*Items listed in a dataset*.
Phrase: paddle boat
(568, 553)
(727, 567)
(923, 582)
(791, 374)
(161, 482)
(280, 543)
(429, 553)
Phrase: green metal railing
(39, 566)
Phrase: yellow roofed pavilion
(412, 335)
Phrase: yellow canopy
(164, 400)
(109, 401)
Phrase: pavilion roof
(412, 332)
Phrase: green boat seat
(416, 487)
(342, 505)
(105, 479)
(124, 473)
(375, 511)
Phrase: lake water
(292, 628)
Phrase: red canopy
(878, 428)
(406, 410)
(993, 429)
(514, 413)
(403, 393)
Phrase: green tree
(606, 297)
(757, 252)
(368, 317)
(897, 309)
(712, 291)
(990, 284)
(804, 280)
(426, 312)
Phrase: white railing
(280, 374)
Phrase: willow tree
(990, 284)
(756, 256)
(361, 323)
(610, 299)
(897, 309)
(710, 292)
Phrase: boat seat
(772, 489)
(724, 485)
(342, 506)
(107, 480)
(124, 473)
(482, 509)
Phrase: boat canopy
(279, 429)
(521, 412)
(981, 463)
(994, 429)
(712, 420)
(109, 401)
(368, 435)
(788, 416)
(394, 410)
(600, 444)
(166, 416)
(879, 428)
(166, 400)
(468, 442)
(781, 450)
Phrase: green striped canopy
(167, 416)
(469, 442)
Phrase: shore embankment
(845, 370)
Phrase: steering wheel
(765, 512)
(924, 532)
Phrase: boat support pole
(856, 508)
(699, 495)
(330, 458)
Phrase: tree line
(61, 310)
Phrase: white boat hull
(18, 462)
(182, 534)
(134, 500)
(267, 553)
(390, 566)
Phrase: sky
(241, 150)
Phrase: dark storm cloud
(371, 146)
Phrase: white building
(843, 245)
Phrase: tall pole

*TASK BRIEF*. Output each entry exactly. Leave none out.

*OUTPUT FOR THIS TASK*.
Phrase: paddle boat
(568, 553)
(727, 567)
(923, 582)
(791, 374)
(161, 482)
(280, 543)
(429, 553)
Phrase: green metal railing
(39, 566)
Phrase: yellow roofed pavilion
(412, 335)
Phrase: yellow canopy
(164, 400)
(109, 401)
Phrase: pavilion roof
(412, 332)
Phrase: green boat seat
(416, 487)
(342, 505)
(105, 479)
(124, 473)
(375, 511)
Phrase: lake water
(292, 628)
Phrase: red canopy
(878, 428)
(406, 410)
(993, 429)
(514, 413)
(403, 393)
Phrase: green tree
(606, 297)
(757, 252)
(368, 317)
(897, 309)
(712, 291)
(990, 284)
(804, 280)
(426, 312)
Phrase: white railing
(280, 374)
Phrase: willow tree
(990, 284)
(756, 256)
(361, 323)
(610, 299)
(897, 309)
(710, 292)
Phrase: boat seat
(772, 489)
(724, 485)
(342, 506)
(107, 480)
(124, 473)
(482, 509)
Phrase: boat canopy
(279, 429)
(521, 412)
(981, 463)
(994, 429)
(712, 420)
(109, 401)
(368, 435)
(788, 416)
(394, 410)
(600, 444)
(166, 416)
(879, 428)
(166, 400)
(468, 442)
(781, 450)
Phrase: green striped canopy
(167, 416)
(469, 442)
Phrase: shore embankment
(845, 370)
Phrase: steering wheel
(765, 512)
(924, 532)
Phrase: boat support pole
(856, 508)
(699, 495)
(330, 458)
Phrase: tree line
(61, 310)
Phrase: white boat hull
(18, 462)
(182, 534)
(134, 500)
(267, 553)
(390, 566)
Phrase: sky
(241, 150)
Phrase: dark storm cloud
(371, 146)
Phrase: white building
(843, 245)
Phrase: tall pole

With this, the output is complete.